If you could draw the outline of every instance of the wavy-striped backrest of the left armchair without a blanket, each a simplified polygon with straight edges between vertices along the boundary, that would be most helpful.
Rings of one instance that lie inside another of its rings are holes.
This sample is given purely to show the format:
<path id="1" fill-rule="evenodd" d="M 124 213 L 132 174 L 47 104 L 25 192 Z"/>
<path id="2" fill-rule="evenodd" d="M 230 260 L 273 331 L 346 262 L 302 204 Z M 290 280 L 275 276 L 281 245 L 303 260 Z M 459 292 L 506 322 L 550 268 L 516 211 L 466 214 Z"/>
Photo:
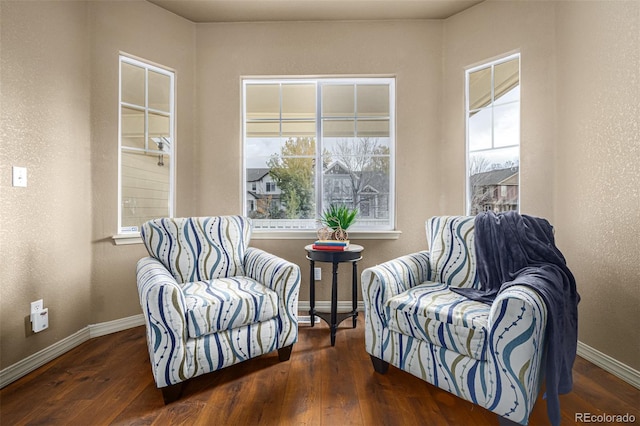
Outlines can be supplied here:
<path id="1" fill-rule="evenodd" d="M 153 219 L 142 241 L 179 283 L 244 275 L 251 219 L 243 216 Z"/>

* * *

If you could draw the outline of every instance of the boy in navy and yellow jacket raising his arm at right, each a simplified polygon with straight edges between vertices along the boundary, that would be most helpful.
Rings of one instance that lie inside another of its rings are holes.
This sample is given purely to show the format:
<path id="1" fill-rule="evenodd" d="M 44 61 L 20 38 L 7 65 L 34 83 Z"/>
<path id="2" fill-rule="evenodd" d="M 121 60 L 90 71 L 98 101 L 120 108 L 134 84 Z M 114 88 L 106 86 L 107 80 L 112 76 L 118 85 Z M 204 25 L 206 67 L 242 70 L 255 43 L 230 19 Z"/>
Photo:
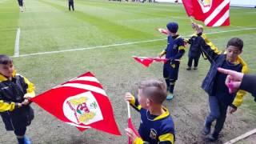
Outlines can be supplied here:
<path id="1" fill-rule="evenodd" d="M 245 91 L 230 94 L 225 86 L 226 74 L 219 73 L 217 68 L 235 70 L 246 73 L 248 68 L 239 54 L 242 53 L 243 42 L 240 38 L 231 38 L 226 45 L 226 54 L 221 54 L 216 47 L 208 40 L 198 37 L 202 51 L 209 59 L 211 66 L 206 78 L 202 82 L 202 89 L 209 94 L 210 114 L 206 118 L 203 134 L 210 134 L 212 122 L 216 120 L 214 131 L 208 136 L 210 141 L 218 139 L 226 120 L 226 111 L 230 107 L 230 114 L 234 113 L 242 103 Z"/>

* * *

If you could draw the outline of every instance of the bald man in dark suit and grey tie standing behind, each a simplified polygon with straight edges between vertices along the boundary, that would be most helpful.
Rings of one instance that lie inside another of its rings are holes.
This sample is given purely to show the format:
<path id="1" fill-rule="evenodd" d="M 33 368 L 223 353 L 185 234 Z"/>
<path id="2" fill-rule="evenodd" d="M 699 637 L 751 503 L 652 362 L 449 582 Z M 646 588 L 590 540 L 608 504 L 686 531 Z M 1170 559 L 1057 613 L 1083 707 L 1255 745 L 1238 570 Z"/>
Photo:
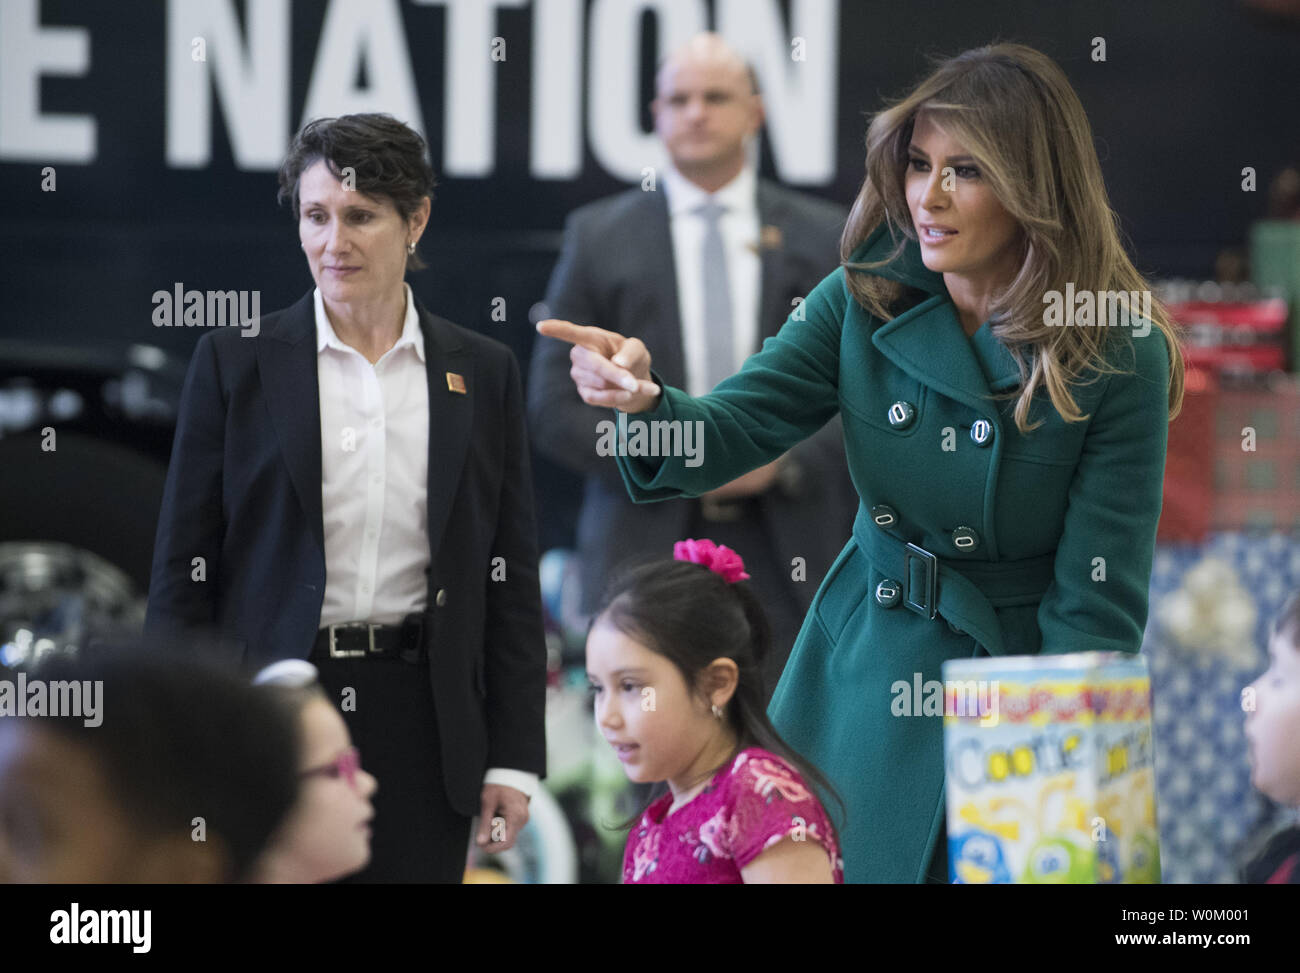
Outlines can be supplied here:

- Task brief
Copy out the range of lines above starting at the line with "of the wavy-striped" and ending at the line with "124 213 L 132", exactly and including both.

- Task solution
If you could draw the outline of every instance of the wavy-striped backrest of the left armchair without a blanket, each a simplified polygon with straight edges between vertices along the boundary, that would be most helpful.
Rings of one instance that lie inside another of its rings are holes.
This sample is given purely to show the format:
<path id="1" fill-rule="evenodd" d="M 124 213 L 132 174 L 47 104 L 25 192 Z"/>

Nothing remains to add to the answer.